**TO DO:** Render the material below as a numbered list with blank lines omitted, covering everything from its first line through the line containing "[[622, 221, 762, 424], [152, 0, 518, 358]]", inclusive.

**INPUT:**
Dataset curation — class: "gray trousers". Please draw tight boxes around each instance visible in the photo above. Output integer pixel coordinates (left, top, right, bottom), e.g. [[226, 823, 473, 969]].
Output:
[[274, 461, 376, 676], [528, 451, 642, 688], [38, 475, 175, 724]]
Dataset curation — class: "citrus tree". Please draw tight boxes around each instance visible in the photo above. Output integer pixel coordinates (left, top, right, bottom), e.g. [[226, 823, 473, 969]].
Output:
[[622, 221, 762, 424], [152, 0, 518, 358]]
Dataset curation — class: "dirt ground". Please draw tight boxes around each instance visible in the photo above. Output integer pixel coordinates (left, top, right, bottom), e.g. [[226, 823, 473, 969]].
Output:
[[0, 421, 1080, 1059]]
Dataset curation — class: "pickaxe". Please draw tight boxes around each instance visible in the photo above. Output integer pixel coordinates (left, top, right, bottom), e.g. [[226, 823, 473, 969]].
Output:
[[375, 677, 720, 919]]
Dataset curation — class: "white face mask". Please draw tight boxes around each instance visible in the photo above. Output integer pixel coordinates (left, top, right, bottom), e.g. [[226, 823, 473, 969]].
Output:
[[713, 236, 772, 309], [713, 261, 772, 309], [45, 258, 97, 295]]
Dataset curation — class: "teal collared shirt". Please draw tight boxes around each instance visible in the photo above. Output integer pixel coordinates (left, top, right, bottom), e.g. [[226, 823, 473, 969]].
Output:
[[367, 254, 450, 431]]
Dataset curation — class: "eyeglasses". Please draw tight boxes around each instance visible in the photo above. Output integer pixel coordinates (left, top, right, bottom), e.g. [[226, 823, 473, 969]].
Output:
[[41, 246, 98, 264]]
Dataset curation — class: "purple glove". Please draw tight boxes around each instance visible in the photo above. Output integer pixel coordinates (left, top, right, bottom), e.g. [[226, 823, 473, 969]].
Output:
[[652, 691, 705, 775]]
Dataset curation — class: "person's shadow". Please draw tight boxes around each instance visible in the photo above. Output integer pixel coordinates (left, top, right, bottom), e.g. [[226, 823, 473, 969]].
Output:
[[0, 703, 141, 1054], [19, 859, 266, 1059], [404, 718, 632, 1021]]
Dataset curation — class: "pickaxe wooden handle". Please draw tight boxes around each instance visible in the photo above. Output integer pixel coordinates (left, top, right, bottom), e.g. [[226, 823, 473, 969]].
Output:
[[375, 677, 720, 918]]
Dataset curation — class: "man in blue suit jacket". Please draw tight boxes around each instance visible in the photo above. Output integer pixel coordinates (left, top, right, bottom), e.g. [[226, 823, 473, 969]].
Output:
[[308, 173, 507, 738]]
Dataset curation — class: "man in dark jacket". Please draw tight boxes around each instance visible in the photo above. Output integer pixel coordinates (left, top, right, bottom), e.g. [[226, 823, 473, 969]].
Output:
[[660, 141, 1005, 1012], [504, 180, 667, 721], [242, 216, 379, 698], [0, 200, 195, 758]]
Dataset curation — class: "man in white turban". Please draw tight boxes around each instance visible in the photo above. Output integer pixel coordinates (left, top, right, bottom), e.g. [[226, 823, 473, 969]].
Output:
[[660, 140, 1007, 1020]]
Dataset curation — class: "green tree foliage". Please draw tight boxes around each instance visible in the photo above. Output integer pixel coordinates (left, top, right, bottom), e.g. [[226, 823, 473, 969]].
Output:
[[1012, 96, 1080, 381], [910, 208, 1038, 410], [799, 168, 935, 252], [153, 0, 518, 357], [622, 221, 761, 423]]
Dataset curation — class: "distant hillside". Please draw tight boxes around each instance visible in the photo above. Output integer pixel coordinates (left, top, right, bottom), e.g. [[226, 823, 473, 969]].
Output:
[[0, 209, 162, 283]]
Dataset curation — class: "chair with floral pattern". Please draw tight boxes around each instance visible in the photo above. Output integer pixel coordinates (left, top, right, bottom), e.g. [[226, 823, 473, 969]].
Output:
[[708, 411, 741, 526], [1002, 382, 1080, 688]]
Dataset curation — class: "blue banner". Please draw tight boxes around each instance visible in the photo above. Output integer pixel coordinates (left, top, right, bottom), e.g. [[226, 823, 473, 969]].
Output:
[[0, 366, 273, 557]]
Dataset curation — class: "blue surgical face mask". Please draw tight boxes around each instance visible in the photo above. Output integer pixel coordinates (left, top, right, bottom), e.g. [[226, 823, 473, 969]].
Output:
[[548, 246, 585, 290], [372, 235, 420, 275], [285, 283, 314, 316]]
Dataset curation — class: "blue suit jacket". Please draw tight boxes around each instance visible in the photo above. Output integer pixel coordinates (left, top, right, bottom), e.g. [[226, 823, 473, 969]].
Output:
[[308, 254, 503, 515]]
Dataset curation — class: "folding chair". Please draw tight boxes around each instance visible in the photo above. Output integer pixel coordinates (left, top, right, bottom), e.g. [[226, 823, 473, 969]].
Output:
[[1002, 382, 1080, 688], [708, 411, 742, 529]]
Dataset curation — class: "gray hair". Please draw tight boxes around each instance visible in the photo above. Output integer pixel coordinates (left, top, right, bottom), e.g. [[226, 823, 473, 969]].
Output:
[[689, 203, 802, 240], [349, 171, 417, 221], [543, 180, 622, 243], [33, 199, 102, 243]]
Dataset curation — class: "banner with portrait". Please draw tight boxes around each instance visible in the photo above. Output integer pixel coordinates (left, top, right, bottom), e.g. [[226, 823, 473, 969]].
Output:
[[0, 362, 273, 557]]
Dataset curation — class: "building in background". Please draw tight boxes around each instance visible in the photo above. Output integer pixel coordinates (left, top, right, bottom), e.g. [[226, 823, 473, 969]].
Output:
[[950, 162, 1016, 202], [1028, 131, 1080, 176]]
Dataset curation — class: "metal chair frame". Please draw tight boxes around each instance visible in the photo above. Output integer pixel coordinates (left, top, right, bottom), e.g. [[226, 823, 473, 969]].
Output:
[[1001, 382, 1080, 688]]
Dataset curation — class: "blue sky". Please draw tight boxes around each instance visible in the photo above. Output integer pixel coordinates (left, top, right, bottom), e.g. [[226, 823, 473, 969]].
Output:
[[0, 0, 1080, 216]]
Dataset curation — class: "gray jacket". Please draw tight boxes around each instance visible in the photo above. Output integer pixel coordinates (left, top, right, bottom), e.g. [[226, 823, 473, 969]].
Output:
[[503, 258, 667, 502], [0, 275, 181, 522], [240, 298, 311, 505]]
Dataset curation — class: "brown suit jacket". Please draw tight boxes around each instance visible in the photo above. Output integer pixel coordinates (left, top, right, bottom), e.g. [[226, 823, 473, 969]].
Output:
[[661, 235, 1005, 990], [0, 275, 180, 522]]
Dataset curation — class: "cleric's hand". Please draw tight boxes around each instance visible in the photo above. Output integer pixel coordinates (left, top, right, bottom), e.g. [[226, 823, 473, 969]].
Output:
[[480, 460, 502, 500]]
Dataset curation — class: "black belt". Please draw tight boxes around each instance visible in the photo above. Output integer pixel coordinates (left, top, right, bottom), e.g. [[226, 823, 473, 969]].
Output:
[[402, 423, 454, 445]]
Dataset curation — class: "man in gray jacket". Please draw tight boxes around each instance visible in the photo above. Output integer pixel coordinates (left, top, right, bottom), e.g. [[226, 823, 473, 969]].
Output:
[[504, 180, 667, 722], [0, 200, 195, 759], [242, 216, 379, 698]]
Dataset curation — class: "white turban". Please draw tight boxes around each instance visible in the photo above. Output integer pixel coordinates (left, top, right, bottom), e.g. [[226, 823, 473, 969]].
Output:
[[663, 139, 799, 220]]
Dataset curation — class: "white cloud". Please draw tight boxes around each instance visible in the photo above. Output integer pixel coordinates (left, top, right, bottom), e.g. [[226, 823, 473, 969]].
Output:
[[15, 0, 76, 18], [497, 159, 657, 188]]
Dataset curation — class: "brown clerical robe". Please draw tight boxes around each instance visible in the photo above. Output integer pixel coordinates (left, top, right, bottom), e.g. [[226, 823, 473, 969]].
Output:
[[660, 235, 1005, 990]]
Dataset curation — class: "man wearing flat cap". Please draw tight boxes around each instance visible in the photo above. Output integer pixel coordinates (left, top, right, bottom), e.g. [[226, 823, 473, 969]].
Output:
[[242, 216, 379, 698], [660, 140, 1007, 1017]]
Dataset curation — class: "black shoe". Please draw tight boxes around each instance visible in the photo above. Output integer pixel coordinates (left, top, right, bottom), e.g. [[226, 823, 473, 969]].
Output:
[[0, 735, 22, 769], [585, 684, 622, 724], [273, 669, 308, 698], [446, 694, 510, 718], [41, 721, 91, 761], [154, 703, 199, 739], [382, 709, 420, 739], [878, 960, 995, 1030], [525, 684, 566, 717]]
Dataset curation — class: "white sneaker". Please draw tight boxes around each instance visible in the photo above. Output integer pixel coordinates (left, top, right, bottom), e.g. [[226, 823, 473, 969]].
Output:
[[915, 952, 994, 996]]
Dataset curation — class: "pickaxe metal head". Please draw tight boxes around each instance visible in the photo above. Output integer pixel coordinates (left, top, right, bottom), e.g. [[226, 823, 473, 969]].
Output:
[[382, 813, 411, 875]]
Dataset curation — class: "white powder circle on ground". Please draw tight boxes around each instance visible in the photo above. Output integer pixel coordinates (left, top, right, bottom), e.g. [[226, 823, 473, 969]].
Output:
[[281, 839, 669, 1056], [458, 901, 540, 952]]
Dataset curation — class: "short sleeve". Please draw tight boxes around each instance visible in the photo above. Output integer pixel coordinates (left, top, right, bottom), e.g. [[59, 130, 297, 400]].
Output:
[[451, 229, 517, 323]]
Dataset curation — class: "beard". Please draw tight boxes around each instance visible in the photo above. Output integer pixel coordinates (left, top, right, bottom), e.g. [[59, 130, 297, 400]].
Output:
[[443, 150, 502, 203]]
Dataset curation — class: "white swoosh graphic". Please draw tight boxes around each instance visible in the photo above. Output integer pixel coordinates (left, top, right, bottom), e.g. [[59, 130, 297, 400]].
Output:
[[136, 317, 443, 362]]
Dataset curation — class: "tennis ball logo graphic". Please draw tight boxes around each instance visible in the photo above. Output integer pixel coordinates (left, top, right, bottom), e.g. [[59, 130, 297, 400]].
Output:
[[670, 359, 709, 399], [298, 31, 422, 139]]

**CORRECT OUTPUT:**
1. Dataset curation — class: "gray trousers". Please draw tight boxes around each instance visible in the photo above. Output integer pixel coordinates (left, top, right, bottom), e.g. [[226, 823, 473, 969]].
2. Output:
3. [[274, 461, 376, 676], [528, 451, 642, 688], [38, 475, 175, 724]]
4. Dataset curation — class: "citrus tree". Please draw tight boxes around each instance visible in the photo above. Output integer pixel coordinates (left, top, right, bottom), e.g. [[226, 823, 473, 969]].
5. Output:
6. [[622, 221, 762, 424], [152, 0, 518, 358]]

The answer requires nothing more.